▶ **Exercise aim**: Rewrite the lines from the start of the items up to and including the line containing "negative clicks: (599, 362)" as a Markdown table with the columns Row and Line, omitting any blank lines.

[Stored items]
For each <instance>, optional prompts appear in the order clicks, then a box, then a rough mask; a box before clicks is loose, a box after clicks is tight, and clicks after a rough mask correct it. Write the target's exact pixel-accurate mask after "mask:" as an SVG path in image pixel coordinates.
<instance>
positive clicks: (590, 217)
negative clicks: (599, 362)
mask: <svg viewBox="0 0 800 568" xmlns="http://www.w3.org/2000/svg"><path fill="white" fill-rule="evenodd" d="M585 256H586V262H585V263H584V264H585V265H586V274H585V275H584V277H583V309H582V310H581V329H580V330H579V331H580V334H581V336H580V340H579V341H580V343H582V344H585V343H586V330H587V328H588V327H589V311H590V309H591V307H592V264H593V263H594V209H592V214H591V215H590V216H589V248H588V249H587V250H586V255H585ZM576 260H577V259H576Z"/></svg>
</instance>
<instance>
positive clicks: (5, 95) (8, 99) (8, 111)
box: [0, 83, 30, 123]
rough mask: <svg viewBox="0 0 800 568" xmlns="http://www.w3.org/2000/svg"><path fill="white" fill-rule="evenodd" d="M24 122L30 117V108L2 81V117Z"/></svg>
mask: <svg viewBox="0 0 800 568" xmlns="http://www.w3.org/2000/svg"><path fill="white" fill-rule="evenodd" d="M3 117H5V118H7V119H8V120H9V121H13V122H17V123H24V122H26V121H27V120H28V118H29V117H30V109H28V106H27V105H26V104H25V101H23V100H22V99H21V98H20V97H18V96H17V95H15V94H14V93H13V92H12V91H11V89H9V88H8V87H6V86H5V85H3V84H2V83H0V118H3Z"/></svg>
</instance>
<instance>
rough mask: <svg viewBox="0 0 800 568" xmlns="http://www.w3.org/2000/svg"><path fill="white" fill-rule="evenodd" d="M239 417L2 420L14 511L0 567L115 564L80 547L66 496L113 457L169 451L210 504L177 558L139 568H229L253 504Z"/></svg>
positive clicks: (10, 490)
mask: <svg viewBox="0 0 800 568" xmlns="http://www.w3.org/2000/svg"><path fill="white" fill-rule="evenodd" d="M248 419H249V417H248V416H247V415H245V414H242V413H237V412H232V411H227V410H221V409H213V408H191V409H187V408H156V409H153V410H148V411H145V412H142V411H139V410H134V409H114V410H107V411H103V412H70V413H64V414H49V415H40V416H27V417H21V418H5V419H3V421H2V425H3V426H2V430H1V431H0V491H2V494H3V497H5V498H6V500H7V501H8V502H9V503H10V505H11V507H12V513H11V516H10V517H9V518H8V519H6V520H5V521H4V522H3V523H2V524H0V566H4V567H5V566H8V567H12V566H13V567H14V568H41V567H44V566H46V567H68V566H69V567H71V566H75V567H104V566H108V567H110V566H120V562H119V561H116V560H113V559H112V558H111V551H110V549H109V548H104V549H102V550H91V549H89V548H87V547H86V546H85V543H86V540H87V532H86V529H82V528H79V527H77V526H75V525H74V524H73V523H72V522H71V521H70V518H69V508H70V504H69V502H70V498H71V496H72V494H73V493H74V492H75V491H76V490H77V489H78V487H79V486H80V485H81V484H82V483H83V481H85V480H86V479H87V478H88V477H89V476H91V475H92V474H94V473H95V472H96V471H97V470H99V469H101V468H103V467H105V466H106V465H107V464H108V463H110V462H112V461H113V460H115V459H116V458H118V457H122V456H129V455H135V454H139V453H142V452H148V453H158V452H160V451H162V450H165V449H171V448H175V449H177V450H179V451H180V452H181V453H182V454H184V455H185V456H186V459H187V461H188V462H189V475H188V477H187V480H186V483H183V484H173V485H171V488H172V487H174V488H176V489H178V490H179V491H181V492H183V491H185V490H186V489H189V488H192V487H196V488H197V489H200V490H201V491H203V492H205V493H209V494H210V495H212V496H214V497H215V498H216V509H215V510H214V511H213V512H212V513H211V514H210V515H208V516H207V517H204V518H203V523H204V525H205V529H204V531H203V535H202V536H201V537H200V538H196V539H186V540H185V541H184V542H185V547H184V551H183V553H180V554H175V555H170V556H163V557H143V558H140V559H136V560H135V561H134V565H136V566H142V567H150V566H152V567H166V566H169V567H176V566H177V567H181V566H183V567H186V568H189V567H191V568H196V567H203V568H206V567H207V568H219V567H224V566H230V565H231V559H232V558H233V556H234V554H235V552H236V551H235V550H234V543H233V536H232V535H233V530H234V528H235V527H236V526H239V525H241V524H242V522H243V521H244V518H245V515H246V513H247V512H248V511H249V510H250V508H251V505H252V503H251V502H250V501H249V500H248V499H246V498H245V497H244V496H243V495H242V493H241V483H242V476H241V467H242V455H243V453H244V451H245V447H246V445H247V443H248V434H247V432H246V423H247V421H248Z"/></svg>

▶ **Solution below**:
| Row | Line |
|---|---|
| 1 | For each <instance>, optional prompts appear in the order clicks, then a box, then a rough mask; a box before clicks is loose, a box after clicks is tight, and clicks after a rough mask correct it. Write the target's exact pixel-accurate mask after "mask:" as an SVG path in image pixel coordinates. |
| 2 | <instance> |
| 3 | positive clicks: (590, 217) |
| 4 | negative clicks: (599, 362) |